**WRITTEN PROBLEM**
Pull out every line of the records below that contains the word "truck".

**DATA LINES**
· · · · · · ·

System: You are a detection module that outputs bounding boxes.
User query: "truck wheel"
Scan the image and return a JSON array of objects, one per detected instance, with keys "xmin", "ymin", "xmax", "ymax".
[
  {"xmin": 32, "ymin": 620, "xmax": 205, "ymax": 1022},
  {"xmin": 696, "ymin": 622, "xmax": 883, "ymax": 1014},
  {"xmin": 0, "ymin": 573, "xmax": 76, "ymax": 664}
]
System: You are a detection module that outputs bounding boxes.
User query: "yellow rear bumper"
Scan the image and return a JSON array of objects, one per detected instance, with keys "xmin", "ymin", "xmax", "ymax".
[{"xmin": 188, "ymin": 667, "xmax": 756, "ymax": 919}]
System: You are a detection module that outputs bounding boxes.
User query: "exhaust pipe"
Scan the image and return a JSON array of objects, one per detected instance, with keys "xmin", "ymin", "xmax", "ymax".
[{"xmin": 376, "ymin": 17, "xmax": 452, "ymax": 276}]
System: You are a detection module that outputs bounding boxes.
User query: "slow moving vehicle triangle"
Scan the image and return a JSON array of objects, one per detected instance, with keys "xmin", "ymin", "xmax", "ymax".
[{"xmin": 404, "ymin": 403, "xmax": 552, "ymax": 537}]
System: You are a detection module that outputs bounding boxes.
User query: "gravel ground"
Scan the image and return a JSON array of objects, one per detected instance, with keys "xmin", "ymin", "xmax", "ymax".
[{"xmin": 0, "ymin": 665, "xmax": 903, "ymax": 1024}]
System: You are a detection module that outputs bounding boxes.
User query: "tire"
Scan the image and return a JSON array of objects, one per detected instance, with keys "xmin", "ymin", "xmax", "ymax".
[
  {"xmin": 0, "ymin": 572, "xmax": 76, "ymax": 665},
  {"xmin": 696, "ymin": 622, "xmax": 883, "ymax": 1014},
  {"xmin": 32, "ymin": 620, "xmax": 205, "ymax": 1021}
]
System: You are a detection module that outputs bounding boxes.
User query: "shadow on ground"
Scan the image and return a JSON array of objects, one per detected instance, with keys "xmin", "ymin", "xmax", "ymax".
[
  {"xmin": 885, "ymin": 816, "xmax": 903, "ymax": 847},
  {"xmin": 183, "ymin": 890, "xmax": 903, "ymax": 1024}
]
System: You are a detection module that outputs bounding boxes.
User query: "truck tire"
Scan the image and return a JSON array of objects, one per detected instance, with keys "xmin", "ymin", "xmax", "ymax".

· · · · · · ·

**RESULT OF THE EXERCISE**
User query: "truck wheel"
User query: "truck tire"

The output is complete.